◆ **Exercise objective**: Count the lines in the records that contain the string "innermost", treating uppercase and lowercase as different. Reply with the number alone.

◆ **Task data**:
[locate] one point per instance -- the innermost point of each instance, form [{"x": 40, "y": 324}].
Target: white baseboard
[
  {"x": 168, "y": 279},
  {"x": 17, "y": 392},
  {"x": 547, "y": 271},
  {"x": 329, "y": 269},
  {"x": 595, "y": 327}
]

◆ **Solution below**: 1